KUTIPAN BACAAN
• • •

Pembangunannya menggunakan anggaran daerah, namun Hari tidak berkenan
membuka angka pastinya.

"Sekarang saya sudah dikasih bus senilai Rp 9 miliar, kalau saya harus
mengeluarkan uang supaya bus itu bisa jalan ya wajar kan? Yang
penting, bagaimana kemacetan di kota itu bisa terurai," katanya.

Ia mengatakan, tidak menutup kemungkinan pendapatan bertambah dari
pemasang iklan di shelter maupun bus Trans Pakuan. "Tetapi kami tidak
menerima iklan rokok. Sementara selama ini baru rokok yang tertarik
pasang iklan," katanya.

• • •

CATATAN DATA
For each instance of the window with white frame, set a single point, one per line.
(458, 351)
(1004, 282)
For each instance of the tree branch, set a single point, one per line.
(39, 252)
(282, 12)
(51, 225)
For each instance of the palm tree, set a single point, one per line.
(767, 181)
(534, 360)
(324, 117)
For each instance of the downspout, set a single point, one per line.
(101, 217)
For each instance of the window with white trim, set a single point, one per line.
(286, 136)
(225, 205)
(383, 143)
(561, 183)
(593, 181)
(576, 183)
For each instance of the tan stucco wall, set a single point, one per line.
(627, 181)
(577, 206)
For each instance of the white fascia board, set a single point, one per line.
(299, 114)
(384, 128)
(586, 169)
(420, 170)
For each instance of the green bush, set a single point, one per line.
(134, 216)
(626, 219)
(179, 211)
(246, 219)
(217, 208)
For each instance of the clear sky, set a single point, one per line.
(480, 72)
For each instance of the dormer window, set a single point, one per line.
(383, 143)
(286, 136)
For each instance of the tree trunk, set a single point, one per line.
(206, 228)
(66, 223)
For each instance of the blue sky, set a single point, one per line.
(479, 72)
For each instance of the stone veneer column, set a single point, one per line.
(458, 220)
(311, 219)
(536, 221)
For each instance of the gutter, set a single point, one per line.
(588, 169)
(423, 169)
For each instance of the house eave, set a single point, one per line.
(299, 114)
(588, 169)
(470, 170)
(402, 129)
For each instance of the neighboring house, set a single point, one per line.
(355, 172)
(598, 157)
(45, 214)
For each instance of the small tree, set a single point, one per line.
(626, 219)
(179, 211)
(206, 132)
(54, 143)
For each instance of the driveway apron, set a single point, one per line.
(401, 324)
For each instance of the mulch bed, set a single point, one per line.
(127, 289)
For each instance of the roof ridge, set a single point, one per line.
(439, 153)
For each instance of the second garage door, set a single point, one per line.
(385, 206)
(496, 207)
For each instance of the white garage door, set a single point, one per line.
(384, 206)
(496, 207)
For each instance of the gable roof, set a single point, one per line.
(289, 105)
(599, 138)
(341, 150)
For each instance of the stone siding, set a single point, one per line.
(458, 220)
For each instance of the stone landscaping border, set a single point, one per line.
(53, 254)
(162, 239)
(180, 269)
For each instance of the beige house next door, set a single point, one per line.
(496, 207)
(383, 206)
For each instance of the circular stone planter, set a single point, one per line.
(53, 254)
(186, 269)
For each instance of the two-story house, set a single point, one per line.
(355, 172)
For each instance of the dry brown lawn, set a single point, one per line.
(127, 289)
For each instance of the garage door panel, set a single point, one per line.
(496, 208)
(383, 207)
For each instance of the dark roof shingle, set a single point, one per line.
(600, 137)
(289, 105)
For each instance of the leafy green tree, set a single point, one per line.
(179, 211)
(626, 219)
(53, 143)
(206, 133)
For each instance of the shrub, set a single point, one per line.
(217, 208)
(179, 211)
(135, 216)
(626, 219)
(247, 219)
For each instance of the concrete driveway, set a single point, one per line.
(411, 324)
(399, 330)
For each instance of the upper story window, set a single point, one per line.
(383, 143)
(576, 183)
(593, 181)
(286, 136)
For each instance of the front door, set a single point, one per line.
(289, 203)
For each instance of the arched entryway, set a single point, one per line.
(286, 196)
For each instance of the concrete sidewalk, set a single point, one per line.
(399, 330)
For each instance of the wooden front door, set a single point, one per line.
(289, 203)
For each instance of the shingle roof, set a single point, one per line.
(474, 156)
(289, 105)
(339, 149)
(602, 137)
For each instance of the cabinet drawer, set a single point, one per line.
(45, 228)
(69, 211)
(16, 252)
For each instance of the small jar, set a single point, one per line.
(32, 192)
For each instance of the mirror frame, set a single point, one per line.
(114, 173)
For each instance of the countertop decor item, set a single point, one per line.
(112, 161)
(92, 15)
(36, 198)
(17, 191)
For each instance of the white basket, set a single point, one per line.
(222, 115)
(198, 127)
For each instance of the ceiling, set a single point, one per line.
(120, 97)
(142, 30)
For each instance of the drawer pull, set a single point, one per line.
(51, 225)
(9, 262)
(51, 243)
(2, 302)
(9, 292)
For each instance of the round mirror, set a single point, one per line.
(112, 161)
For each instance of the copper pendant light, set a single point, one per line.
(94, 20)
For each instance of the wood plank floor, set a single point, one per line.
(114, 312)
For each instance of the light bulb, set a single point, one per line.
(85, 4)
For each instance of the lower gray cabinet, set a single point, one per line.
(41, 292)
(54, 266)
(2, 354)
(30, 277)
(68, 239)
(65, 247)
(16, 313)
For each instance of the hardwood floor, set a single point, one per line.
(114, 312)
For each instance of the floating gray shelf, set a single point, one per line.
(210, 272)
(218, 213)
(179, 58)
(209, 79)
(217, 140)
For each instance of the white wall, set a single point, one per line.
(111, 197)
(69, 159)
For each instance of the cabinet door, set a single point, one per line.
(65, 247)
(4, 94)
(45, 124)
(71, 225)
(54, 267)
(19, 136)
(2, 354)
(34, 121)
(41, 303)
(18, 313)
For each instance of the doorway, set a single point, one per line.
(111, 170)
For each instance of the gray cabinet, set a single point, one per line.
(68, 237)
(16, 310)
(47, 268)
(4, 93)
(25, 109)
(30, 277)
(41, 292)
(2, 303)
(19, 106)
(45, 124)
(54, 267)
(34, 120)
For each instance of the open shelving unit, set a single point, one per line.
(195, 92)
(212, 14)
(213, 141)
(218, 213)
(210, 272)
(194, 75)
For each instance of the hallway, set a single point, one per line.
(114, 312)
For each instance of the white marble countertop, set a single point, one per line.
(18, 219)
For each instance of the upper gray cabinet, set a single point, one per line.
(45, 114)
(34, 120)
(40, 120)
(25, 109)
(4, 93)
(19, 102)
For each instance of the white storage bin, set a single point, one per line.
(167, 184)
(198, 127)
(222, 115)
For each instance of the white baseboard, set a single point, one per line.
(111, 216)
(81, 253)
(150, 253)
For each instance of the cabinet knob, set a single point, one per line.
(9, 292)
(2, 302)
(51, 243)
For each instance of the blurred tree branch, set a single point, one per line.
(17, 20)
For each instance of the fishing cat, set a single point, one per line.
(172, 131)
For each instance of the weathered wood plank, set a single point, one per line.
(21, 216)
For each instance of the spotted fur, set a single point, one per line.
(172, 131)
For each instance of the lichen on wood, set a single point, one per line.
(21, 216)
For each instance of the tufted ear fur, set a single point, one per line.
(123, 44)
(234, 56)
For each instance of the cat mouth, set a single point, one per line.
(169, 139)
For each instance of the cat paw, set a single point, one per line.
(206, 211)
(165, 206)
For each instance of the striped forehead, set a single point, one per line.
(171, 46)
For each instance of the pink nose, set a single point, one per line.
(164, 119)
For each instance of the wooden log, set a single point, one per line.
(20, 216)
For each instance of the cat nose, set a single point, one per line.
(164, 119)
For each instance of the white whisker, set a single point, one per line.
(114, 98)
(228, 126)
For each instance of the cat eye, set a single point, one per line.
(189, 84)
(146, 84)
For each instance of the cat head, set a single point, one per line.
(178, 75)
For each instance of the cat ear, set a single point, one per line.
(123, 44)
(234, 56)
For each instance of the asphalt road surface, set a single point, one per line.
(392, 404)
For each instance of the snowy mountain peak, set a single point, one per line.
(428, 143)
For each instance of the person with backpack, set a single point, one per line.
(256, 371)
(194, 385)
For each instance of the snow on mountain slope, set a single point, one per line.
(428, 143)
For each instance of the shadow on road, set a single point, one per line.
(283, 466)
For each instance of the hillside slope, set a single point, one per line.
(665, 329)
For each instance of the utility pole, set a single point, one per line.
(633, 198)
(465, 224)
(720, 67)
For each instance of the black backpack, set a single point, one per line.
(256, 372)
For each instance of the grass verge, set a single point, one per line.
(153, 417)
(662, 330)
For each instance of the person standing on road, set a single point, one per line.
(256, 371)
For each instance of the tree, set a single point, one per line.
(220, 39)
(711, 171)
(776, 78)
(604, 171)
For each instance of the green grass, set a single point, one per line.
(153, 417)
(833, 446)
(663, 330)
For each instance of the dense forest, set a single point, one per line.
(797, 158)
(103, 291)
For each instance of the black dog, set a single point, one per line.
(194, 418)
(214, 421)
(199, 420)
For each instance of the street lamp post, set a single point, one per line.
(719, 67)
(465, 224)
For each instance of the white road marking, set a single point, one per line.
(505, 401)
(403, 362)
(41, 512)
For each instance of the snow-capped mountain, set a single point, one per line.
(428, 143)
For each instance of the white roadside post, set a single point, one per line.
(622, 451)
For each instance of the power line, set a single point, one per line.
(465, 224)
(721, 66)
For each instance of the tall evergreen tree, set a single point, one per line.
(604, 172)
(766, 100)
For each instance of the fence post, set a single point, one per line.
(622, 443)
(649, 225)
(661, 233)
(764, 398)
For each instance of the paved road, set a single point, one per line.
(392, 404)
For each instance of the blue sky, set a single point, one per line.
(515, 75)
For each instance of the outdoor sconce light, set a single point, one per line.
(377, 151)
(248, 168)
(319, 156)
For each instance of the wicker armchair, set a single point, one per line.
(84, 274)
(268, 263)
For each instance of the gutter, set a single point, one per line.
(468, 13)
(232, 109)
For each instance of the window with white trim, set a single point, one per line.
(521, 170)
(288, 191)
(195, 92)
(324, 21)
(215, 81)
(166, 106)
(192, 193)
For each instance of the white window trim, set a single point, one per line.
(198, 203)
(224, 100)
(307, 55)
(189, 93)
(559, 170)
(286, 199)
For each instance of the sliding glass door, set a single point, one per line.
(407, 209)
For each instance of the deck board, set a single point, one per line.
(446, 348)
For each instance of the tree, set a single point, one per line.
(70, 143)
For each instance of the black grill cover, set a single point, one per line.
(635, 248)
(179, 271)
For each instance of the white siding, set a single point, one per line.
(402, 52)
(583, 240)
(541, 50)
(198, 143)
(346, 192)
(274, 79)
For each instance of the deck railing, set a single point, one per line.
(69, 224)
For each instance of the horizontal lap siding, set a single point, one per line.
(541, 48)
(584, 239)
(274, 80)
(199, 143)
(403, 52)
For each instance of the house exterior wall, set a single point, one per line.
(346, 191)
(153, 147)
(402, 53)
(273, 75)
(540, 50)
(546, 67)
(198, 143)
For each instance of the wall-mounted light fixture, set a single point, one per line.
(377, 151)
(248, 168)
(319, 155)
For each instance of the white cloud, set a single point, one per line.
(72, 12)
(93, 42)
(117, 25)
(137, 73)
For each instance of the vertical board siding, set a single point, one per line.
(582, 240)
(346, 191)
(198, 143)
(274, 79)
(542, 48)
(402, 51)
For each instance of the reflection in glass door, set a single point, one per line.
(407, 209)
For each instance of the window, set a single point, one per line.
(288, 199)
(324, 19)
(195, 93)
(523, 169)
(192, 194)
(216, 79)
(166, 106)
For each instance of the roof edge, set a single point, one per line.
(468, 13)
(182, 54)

• • •

TUGAS SINGKAT
Dalam kutipan tentang bus Trans Pakuan, iklan jenis apa yang tidak diterima? Jawablah hanya berdasarkan kutipan bacaan.

JAWABAN TERTULIS
Iklan rokok.